▶

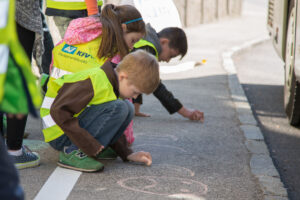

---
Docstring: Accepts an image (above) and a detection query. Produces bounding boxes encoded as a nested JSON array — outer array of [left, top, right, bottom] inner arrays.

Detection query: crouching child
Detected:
[[41, 50, 159, 172]]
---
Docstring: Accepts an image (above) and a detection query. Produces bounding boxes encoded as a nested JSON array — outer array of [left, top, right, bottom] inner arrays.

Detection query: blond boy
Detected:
[[43, 50, 159, 172]]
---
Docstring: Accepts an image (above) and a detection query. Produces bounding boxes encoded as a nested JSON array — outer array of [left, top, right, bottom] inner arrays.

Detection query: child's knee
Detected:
[[124, 100, 134, 119], [115, 99, 133, 120]]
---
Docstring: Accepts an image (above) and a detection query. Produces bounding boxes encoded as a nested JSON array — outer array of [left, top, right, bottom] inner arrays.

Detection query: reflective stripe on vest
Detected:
[[50, 66, 72, 79], [133, 39, 158, 60], [46, 0, 103, 10], [42, 115, 56, 129], [40, 67, 117, 142], [41, 97, 54, 109]]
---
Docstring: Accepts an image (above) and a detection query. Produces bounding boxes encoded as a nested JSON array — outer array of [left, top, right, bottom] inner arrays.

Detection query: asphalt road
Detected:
[[234, 41, 300, 200]]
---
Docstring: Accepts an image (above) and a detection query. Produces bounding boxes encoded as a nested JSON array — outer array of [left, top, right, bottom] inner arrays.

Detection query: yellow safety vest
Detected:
[[46, 0, 103, 10], [40, 65, 117, 142], [47, 37, 107, 87], [0, 0, 42, 114], [133, 39, 158, 60]]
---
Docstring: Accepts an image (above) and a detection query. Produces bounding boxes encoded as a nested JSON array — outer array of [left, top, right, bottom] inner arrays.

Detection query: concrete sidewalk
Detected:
[[20, 1, 287, 200]]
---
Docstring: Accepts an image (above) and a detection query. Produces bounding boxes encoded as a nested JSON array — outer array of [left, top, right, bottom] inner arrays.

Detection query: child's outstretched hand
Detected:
[[127, 151, 152, 166], [189, 110, 204, 123]]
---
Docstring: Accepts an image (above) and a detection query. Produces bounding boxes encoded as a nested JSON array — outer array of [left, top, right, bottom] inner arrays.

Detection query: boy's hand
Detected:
[[127, 151, 152, 166], [178, 106, 204, 123], [134, 103, 150, 117], [189, 110, 204, 123]]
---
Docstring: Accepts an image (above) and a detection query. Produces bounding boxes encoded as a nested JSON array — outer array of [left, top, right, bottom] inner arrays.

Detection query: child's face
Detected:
[[124, 32, 144, 50], [118, 72, 141, 99], [158, 38, 179, 62]]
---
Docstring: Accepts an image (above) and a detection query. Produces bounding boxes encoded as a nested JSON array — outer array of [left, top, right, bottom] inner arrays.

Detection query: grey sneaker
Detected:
[[11, 145, 40, 169]]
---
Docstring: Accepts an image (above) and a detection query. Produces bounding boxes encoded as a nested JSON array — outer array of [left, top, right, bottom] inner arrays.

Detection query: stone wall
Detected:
[[105, 0, 243, 27]]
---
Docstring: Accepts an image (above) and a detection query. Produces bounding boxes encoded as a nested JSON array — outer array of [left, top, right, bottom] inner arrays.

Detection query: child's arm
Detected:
[[50, 79, 103, 157], [110, 134, 152, 166]]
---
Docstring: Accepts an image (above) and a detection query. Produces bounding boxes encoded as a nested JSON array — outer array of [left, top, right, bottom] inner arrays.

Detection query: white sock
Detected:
[[8, 149, 22, 156]]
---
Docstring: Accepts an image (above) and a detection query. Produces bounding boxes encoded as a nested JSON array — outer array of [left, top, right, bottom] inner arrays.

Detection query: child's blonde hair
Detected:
[[116, 50, 160, 94], [98, 4, 146, 58]]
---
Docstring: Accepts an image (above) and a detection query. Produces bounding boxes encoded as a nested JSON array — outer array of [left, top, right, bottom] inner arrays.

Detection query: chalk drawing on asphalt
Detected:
[[117, 176, 208, 198]]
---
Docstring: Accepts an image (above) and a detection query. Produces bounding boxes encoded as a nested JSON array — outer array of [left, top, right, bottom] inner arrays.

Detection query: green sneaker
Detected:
[[97, 147, 118, 160], [57, 150, 104, 172]]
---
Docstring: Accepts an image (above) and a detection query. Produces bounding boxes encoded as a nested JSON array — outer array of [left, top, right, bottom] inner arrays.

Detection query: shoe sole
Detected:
[[57, 162, 104, 172], [97, 157, 117, 160], [15, 158, 40, 169]]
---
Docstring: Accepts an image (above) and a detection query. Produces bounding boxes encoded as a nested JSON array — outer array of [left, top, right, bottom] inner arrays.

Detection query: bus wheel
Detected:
[[284, 1, 300, 126]]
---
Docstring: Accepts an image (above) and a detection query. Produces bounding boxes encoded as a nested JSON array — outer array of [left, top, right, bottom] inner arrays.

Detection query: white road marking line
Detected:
[[34, 167, 82, 200], [159, 61, 196, 74]]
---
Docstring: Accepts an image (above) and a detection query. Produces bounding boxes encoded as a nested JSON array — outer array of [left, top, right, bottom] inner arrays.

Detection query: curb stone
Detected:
[[222, 37, 288, 200]]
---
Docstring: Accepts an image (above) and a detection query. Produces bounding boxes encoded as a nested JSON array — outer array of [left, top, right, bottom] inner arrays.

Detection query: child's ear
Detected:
[[159, 38, 170, 46], [122, 24, 127, 33], [118, 72, 128, 81]]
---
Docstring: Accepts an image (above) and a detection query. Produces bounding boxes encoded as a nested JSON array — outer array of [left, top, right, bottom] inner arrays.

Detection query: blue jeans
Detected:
[[49, 99, 134, 151]]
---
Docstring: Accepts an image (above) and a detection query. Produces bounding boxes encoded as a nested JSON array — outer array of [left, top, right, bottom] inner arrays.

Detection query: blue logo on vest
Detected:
[[62, 44, 77, 54]]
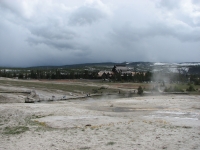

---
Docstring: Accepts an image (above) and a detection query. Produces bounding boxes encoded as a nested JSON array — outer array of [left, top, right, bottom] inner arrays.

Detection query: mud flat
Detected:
[[0, 92, 200, 150], [0, 81, 200, 150]]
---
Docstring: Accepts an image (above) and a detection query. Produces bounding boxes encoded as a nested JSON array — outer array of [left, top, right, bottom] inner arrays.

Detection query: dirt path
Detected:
[[0, 92, 200, 150]]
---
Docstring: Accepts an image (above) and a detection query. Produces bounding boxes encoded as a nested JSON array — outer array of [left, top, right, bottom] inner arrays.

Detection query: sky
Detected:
[[0, 0, 200, 67]]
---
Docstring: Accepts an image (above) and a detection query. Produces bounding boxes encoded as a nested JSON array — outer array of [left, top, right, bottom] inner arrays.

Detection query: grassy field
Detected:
[[0, 79, 200, 94]]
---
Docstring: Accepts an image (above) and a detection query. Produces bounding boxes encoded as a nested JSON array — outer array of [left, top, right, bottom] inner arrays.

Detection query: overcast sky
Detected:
[[0, 0, 200, 67]]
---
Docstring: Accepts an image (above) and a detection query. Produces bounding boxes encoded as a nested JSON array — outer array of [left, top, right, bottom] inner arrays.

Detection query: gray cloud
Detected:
[[69, 6, 106, 26], [0, 0, 200, 66]]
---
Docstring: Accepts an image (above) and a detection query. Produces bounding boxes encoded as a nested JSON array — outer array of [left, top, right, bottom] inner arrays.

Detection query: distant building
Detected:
[[98, 70, 114, 77], [114, 65, 132, 75]]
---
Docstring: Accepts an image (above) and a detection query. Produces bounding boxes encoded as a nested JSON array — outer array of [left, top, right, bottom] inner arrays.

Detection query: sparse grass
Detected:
[[106, 142, 115, 145], [80, 146, 90, 150], [3, 126, 29, 134]]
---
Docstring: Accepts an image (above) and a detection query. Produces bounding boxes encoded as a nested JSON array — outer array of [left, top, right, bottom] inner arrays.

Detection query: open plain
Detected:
[[0, 78, 200, 150]]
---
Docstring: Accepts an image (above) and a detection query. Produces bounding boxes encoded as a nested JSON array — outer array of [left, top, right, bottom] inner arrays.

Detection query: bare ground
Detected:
[[0, 78, 200, 150]]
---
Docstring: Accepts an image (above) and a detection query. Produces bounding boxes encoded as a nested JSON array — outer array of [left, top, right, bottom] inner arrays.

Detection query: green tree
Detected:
[[138, 86, 143, 95]]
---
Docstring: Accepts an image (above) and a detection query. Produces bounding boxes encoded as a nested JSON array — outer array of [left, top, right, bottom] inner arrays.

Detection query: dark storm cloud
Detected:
[[157, 0, 179, 10], [0, 0, 200, 66], [69, 6, 105, 26]]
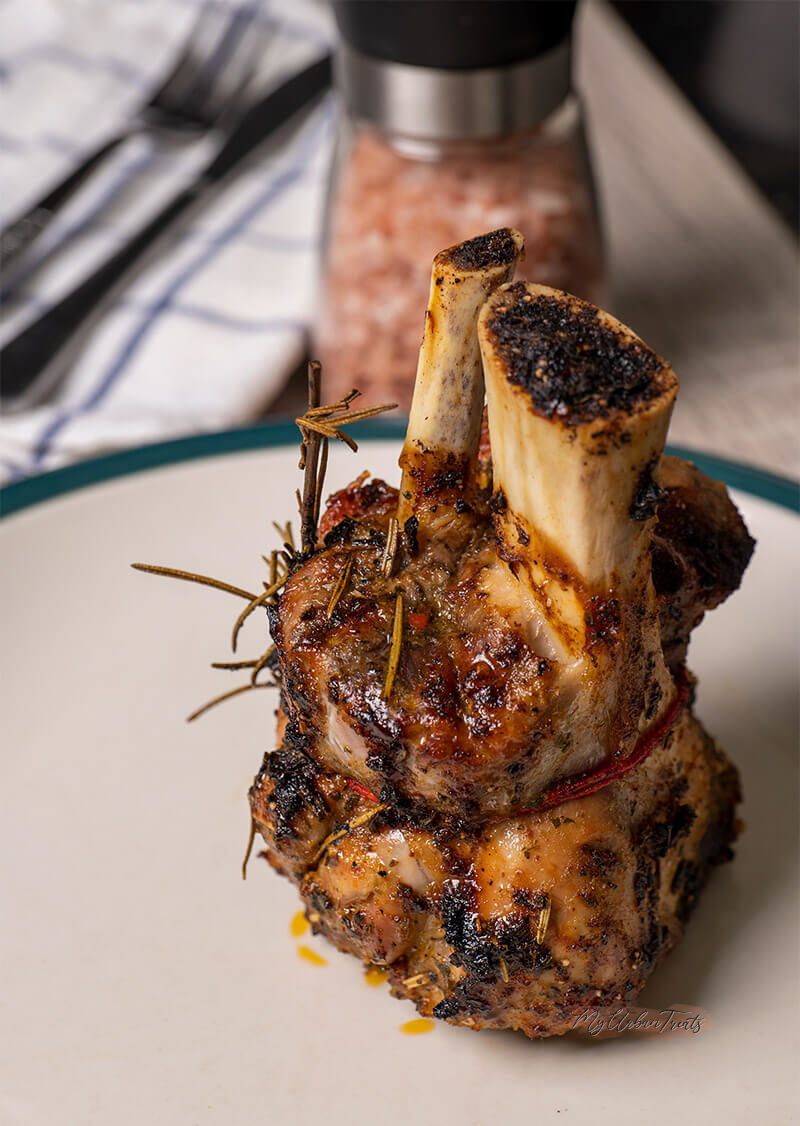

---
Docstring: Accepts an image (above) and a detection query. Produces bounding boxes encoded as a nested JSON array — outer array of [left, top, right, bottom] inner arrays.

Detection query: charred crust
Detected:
[[654, 477, 755, 592], [488, 282, 670, 426], [489, 489, 508, 516], [323, 516, 358, 547], [628, 462, 666, 522], [265, 743, 328, 841], [402, 516, 419, 555], [436, 226, 519, 273], [439, 879, 500, 980], [584, 595, 622, 649]]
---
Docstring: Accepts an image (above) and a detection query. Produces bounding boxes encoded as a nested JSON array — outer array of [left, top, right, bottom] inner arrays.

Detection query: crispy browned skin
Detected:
[[272, 458, 753, 820], [650, 457, 755, 665], [251, 713, 738, 1037]]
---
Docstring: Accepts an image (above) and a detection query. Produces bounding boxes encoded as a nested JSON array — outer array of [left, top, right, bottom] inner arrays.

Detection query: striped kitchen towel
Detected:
[[0, 0, 335, 482]]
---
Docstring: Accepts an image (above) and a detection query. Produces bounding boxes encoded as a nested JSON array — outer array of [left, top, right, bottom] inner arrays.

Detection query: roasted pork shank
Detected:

◀

Turn the lines from the start of the entries through the line holding "[[234, 41, 300, 200]]", inclusive, into a Markdown table with columns Row and Text, one numbered row per line. Skip blank lines and leave out the pictures.

| Row | Text |
|---|---|
| 1 | --- |
| 2 | Docstring: Accepts an image (above) and a detection query. Produces bounding boxes encoded as a nested JSON array — outer array of [left, top, right, bottom] inner arrays. |
| 3 | Detection query: crouching child |
| 4 | Detected: |
| 5 | [[41, 50, 159, 172]] |
| 6 | --- |
| 7 | Docstring: Accepts an image (above) and a detection query. Produces bounding boxes encoded as a nested JSON array — outer array of [left, top, right, bottom] inner arrays. |
| 8 | Detection query: blond boy |
| 9 | Detected: |
| 10 | [[43, 50, 159, 172]] |
| 11 | --- |
| 12 | Docstring: Accepts an image (above) and a detection query. Produces bounding boxes encoded as a nested JSON array — outer array of [left, top, right, bottom] inner arrays. |
| 13 | Detection query: child's knee |
| 14 | Detected: |
| 15 | [[124, 100, 134, 119], [115, 99, 133, 120]] |
| 16 | --- |
| 17 | Docstring: Accepts an image (above) and a detection query. Produces bounding boxes encoded as a nested JSON array — outer array of [left, top, right, bottom] inner arrays. |
| 18 | Detection query: reflective stripe on vest |
| 19 | Detected: |
| 20 | [[50, 66, 72, 79], [133, 39, 158, 60], [46, 0, 103, 10], [42, 115, 56, 129], [40, 67, 117, 142], [41, 97, 54, 109]] |
| 21 | --- |
| 22 | Docstring: Accepts an image (above) and a detection query. Produces bounding boxes encoded as a nested JSON array — outer array of [left, top, right, bottom] inner arrays. |
| 23 | Detection query: asphalt road |
| 24 | Detected: |
| 25 | [[234, 41, 300, 200]] |